● Instructions to follow:
What follows is a set of records; repeat them exactly, without the pictures.
=== Section Start ===
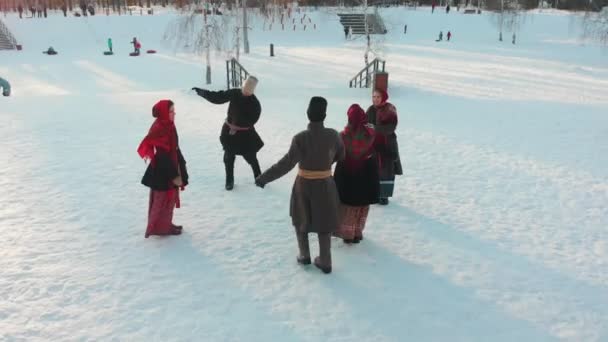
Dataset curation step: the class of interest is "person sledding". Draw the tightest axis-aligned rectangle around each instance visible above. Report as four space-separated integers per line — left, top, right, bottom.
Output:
192 76 263 191
436 31 443 42
138 100 189 238
43 47 58 55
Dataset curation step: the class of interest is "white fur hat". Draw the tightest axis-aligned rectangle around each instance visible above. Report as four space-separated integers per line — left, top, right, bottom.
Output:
242 75 258 94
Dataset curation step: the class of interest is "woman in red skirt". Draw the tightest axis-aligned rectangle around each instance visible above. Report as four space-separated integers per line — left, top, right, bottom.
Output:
333 104 386 244
137 99 189 238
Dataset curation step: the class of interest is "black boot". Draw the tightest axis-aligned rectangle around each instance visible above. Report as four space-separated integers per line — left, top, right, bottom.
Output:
224 152 235 191
225 179 234 191
314 256 332 274
297 256 311 265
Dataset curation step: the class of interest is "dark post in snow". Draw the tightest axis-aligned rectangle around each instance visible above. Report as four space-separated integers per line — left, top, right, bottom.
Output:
243 0 250 54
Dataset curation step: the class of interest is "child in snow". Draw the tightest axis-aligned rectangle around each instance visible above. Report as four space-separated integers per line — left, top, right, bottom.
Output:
437 31 443 42
255 97 345 274
447 31 452 41
333 104 385 244
138 100 189 238
131 37 141 55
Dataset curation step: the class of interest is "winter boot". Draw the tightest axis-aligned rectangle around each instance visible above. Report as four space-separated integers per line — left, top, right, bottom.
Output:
297 256 311 265
314 257 332 274
225 179 234 191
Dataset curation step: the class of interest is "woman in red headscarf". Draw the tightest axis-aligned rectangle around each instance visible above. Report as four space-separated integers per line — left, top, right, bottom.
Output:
333 104 385 244
366 89 402 205
138 100 189 238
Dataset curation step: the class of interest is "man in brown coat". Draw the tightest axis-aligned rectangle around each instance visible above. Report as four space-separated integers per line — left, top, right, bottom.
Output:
255 97 345 274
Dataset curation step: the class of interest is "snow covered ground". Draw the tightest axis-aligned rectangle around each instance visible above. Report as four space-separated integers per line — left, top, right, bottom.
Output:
1 6 607 341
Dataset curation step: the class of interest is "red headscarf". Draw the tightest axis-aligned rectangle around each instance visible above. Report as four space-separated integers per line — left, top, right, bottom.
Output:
342 104 376 167
137 100 178 167
373 89 398 125
374 88 389 106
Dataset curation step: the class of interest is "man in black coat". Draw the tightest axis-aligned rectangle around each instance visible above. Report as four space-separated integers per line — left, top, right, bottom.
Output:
193 76 263 190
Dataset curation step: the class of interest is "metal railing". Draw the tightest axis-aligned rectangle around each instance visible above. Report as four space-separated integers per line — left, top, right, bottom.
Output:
226 58 250 89
349 58 386 88
0 19 18 49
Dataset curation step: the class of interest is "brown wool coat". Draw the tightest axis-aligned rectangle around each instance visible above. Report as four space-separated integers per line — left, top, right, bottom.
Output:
257 122 346 233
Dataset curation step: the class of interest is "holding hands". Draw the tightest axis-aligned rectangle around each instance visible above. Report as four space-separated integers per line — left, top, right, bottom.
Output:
192 87 206 96
255 177 265 189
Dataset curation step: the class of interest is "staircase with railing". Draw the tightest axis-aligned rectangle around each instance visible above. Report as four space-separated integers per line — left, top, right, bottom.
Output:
226 58 250 89
337 9 387 35
0 19 18 50
349 58 386 88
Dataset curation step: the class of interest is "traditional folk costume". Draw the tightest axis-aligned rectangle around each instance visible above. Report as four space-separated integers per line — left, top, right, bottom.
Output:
256 97 345 274
138 100 189 238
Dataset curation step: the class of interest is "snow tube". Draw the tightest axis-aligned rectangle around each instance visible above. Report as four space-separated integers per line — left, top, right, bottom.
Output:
0 77 10 97
146 50 156 54
103 51 114 55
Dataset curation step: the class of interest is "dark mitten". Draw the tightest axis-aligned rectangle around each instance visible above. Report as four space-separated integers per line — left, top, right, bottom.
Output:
192 87 206 96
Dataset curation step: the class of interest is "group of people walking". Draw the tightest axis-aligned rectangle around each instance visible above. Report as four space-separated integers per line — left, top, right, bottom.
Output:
137 76 402 274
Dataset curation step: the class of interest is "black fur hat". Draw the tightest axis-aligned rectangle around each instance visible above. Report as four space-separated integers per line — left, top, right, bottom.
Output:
307 96 327 122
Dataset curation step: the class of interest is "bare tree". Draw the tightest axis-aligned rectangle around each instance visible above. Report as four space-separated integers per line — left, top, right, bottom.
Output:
582 7 608 46
163 2 238 84
487 0 525 41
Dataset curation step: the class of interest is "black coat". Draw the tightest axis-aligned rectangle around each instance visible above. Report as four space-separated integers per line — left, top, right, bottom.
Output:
197 88 264 155
334 156 380 206
141 134 189 191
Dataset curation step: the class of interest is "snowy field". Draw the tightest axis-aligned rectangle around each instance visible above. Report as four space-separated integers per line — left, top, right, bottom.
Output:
1 6 608 341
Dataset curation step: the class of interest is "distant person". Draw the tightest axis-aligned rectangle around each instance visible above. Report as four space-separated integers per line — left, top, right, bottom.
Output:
446 4 451 13
432 1 436 13
404 24 407 34
512 33 516 44
437 31 443 42
344 25 349 39
18 4 23 18
61 4 67 16
131 37 141 55
108 38 113 53
447 31 452 41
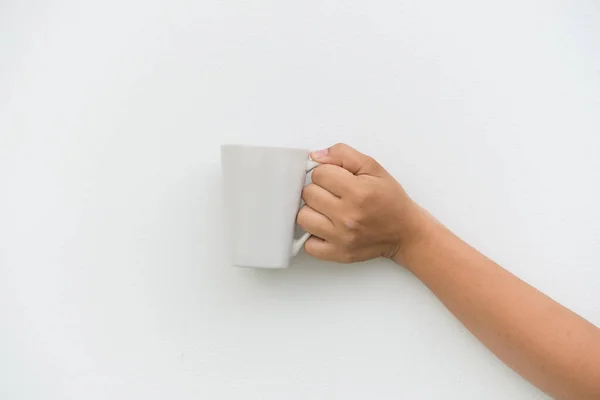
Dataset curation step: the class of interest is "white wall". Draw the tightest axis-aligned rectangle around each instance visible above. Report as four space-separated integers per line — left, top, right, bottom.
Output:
1 0 599 399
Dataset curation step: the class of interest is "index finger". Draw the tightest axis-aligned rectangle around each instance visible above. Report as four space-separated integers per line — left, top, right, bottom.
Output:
=== Section End ===
● Response:
Dataset curation step: the class of interest is "person sledding". Draw the tightest axis-aligned rectangle around each instance visible above. Report as four space-separated integers per line — left, top, right, bottom.
Output:
192 76 263 191
436 31 443 42
138 100 189 238
43 47 58 55
Dataset curation step: the class of interest is "white fur hat". Draw the tightest axis-aligned rectangle around each instance visible above. Report as four space-separated integers per line — left, top, right, bottom.
Output:
242 75 258 94
Dataset curation step: the class of interest is "woman in red skirt". Draw the tightest axis-aligned rectangle around each instance visible above. Report as four space-separated integers per line — left, top, right, bottom.
Output:
333 104 386 244
137 99 189 238
Dataset curation step: the class of interest is "black boot". Draw the tightest axis-aligned rectangle around each instance visible above. Report as four space-separated integers per line — left, top, right, bottom.
Output:
224 152 235 191
225 179 234 191
314 256 332 274
297 256 311 265
Dataset curation step: the class of interest is "dark post in snow". Draw the tightest axis-aligned rectangle around each instance visible above. Report as four space-separated integers per line — left, top, right, bottom.
Output:
243 0 250 54
Dataset curation step: the class of interest is "child in snow". Draw the tightest axis-aligned rectangle around each instance visible above. Report as four space-separated integers per line — left, top, right, bottom.
Output:
437 31 443 42
255 97 345 274
447 31 452 41
333 104 385 244
138 100 189 238
131 37 141 55
Dataset curation step: the class of interest is "winter boot". Draw the tightest axis-aligned rectangle around each instance visible above. Report as four space-separated integers per line — left, top, right, bottom.
Output:
297 256 311 265
314 257 332 274
225 179 234 191
Dataset curation step: the class of interest is "woman in red headscarf". Draw the tightest axis-aligned rectangle around each instance visible above. Report as four space-separated integers per line — left, top, right, bottom.
Output:
333 104 385 244
366 89 402 205
138 100 189 238
Dataset curation step: the class of interest is "man in brown coat". Draw the tightest axis-aligned rectangle around each instance visible above. Report as four space-separated integers per line — left, top, right, bottom.
Output:
255 97 345 274
Dataset curation step: the class of interest is "snow covered ground". Draw the tightest axis-aligned rectangle around each instance visible above. Report as four space-separated integers per line — left, top, right, bottom.
Output:
1 6 607 341
Dataset curation step: the class of interest is "red headscarf". Draw the tightest axis-aligned rectangle around each instance visible above. Report as four space-separated integers per line — left, top, right, bottom.
Output:
342 104 376 167
137 100 178 167
373 89 398 125
374 88 389 106
Dataset curation step: the class of interest is "man in black coat". Draw the tightest axis-aligned rectangle around each instance visible above. Report as four space-separated integers per line — left, top, right, bottom.
Output:
193 76 263 190
Dataset curation step: the class of interest is "metal railing". Draw the tightest axis-aligned rectangle around each instance visible above. Report as four space-separated integers per line — left, top, right, bottom.
Output:
226 58 250 89
349 58 386 88
0 19 18 49
Dataset curation step: the class of interest is "brown wool coat". Draw the tightest axis-aligned rectangle around each instance visible above. Report as four space-separated integers per line — left, top, right, bottom.
Output:
257 122 346 233
Dataset curation step: the class of interest is "holding hands". Draw the tightest axis-aligned rectangle around each instance visible above. Report as four space-separated integers per line — left, top, right, bottom.
Output:
192 87 206 96
255 177 265 189
Dataset curation step: the class of interest is "staircase with railing". Draw the tightest axis-aligned rectangle around each instance visible above. Report as four space-separated integers per line — left, top, right, bottom.
Output:
226 58 250 89
337 9 387 35
0 19 18 50
349 58 386 88
Dataset curation step: the class of interest is "traditional folk costume". Draw the tightest axis-aligned rectangle around each instance visible above. Report as four space-separated integers per line — left, top, right, bottom.
Output:
256 97 345 274
138 100 189 238
Dataset curation step: the class of interest is "snow tube". Draw the tightest axis-aligned rectangle around each instance visible above. Report as four space-separated integers per line — left, top, right, bottom.
Output:
0 77 10 97
146 50 156 54
103 51 114 55
Dataset curation step: the class of interest is "dark mitten". Draw the tightest axis-aligned rectangle around each instance visible above. Report as four space-separated integers per line — left, top, right, bottom.
Output:
192 87 206 96
Dataset curation step: the class of interest is "group of people walking". Draw the tightest axis-aligned rectangle around each instance visible above. Report as four space-separated integers per line — left, top, right, bottom.
Output:
137 76 402 274
Dataset curation step: the class of interest is "black fur hat". Draw the tightest axis-aligned rectangle around each instance visible above. Report as four space-separated integers per line — left, top, right, bottom.
Output:
307 96 327 122
Dataset curation step: the class of interest is "bare tree". Draw the tightest axis-aligned rectangle around each instance visible above. Report as four space-separated integers per line — left, top, right, bottom.
Output:
582 7 608 46
163 2 238 84
487 0 525 41
Dataset curation step: the class of interest is "black coat". Draw the tightest axis-aligned rectangle around each instance visible above. Report as four space-separated integers per line — left, top, right, bottom.
Output:
197 88 264 155
334 156 380 206
141 134 189 191
Dataset curation step: the class of interest is "snowy field". Draw the tightest axis-aligned rectangle around each instance visible above. Report as four space-separated integers per line — left, top, right, bottom.
Output:
1 6 608 341
Dataset curation step: the class of interest is "distant person". Draw the tightest axis-aligned rectangle around each instance visible above. Report as four space-separated integers per line — left, top, right, bottom.
Output:
446 4 451 13
432 1 436 13
404 24 407 34
512 33 516 44
437 31 443 42
344 25 349 39
18 4 23 18
61 4 67 16
131 37 141 55
108 38 113 53
447 31 452 41
Dataset curation step: the class of interest is "white wall". Draw the tightest axis-aligned rectangle around each instance visible above. Report as four space-separated integers per line — left, top, right, bottom.
Output:
1 0 599 399
Dataset curation step: the class of interest is "index finger". Draw the tightest axis-aligned rectangle around each instance visible above. Report as four space-separated integers per line — left, top, right, bottom.
Output:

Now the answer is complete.